* [EXCERPTED TEXT]
☆ ☆ ☆ ☆ ☆
PASILLAS v. HSBC Bank USA | Nevada Supreme Court Reverse “Sanctionable offenses under the Foreclosure Mediation Program, IBANEZ, AHMSI, Alleged Assignment”


Cite as: Pasillas v. HSBC Bank USA

127 Nev. Adv. Op. 39

EMILIANO PASILLAS AND YVETTE PASILLAS, Appellants,
v.
HSBC BANK USA, AS TRUSTEE FOR LUMINENT MORTGAGE TRUST; POWER DEFAULT SERVICES, TRUSTEE; AND AMERICAN HOME MORTGAGE SERVICING, INC., Respondents.

No. 56393.

Supreme Court of Nevada.

July 7, 2011.

Terry J. Thomas, Reno, for Appellants.

Pite Duncan, LLP, and Gregg A. Hubley, Laurel I. Handley, and Cuong M. Nguyen, Las Vegas, for Respondents.

BEFORE THE COURT EN BANC.

OPINION

By the Court, HARDESTY, J.:

In this appeal, we consider issues arising out of Nevada’s Foreclosure Mediation Program and address whether a lender commits sanctionable offenses when it does not produce documents and does not have someone present at the mediation with the authority to modify the loan, as set forth in the applicable statute, NRS 107.086, and the Foreclosure Mediation Rules (FMRs).

Because NRS 107.086 and the FMRs expressly require that certain documents be produced during foreclosure mediation and that someone with authority to modify the loan must be present or accessible during the mediation, we conclude that a party’s failure to comply with these requirements is an offense subject to sanctions by the district court. In such an event, the district court shall not direct the program administrator to certify the mediation to allow the foreclosure process to proceed until the parties have fully complied with the statute and rules governing foreclosure mediation.

Here, because respondents HSBC Bank USA, Power Default Services, and American Home Mortgage Servicing, Inc. (AHMSI), did not bring the required documents to the mediation and did not have access to someone authorized to modify the loan during the mediation, we conclude that the district court erred in denying appellants Emiliano and Yvette Pasillas’s petition for judicial review. Therefore, we reverse the district court’s order and remand this matter to the district court so that the court may determine sanctions.

FACTS AND PROCEDURAL HISTORY

The Pasillases purchased a home in Reno in 2006 with a loan from American Brokers Conduit. The note and deed of trust were allegedly assigned to HSBC.[1] Near the end of 2009, Power Default Services became a substitute trustee, removing HSBC from that role. Allegedly, the servicer for the Pasillases’ loan is AHMSI.[2]

When the Pasillases defaulted on their mortgage and received a notice of election to sell, they elected to mediate pursuant to the Foreclosure Mediation Program provided for in NRS 107.086. Two separate mediations occurred, one on February 18, 2010, and one on March 8, 2010,[3] but neither mediation resulted in a resolution.
☆ ☆ ☆ ☆ ☆
* [SUPPLIED INFORMATION]
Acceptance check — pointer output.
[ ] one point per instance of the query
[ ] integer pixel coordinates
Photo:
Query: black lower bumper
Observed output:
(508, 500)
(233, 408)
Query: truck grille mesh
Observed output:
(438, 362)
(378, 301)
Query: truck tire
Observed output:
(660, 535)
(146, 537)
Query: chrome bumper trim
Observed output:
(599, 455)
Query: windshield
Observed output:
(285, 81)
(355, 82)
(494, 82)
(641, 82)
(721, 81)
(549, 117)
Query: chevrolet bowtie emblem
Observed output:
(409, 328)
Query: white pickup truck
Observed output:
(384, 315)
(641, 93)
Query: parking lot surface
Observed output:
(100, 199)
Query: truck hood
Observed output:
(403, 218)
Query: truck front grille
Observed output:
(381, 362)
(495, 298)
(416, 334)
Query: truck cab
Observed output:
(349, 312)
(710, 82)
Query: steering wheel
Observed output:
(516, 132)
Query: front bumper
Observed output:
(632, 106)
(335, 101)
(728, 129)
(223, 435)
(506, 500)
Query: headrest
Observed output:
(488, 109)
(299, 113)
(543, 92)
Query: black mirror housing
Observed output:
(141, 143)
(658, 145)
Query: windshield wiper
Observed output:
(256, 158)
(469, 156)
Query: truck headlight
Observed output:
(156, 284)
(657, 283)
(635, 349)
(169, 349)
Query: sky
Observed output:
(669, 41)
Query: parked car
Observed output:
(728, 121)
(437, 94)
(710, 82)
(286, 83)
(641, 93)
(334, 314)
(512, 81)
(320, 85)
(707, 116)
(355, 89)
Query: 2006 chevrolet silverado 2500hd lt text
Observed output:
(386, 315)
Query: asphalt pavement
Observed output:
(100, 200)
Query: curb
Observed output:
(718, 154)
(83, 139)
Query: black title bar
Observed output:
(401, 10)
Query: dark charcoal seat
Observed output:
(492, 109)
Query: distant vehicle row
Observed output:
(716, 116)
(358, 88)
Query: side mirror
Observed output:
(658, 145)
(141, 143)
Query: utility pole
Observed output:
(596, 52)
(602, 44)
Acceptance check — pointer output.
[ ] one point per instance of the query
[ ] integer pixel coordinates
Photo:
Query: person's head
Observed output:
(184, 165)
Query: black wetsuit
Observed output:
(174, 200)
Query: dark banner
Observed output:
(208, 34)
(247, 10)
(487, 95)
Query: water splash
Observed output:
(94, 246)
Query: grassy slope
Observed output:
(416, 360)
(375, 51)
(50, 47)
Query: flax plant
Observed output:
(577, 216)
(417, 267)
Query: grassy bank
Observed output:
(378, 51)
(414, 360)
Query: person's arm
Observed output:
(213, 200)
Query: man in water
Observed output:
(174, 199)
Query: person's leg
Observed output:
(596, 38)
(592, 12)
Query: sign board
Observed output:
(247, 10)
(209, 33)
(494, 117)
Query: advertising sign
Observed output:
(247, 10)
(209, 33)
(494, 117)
☆ ☆ ☆ ☆ ☆
* [YOUR TASKS]
1. According to the court opinion, on which two dates did the Pasillases' mediations take place?
2. Go on with the court opinion, starting right after its final sentence.
The rows are drawn from a separate source and have no connection to the text above them.

* [RESULTS FOR THE EXERCISE]
1. February 18, 2010, and March 8, 2010.

2.
While a representative of AHMSI was available by phone at both mediations, it is unclear whether HSBC was present or represented by counsel. There is some disagreement between the parties regarding who the respondents’ attorneys represented at the mediations and at the hearing on the petition for judicial review. In the addendum to the mediator’s statement, the mediator stated that “HSBC . . . was identified as Beneficiary . . . and represented by Cuong Nguyen, Esq. of Pite Duncan, LLP.” In the second mediation, the mediator indicated that “HSBC . . . was again identified as Beneficiary . . . and represented by Heather Hudson, Esq. of Pite Duncan, LLP.” However, in responding to the Pasillases’ petition for judicial review, the Pite Duncan law firm indicated that it was not counsel for HSBC. Specifically, the response opened with the following statement: “Respondents AMERICAN HOME MORTGAGE SERVICING, INC. (`AHMSI’), erroneously named herein as HSBC BANK USA AS TRUSTEE FOR LUMINENT MORTGAGE TRUST.” Respondents also claimed that the Pasillases were “incorrect that Pite Duncan, LLP attended [the mediations] on behalf of HSBC.” At oral argument before this court, respondents’ counsel stated that they represented all of the respondents named in this case at the mediations, but they did not dispute the mediator’s finding that respondents needed additional authority from investors to agree to a loan modification.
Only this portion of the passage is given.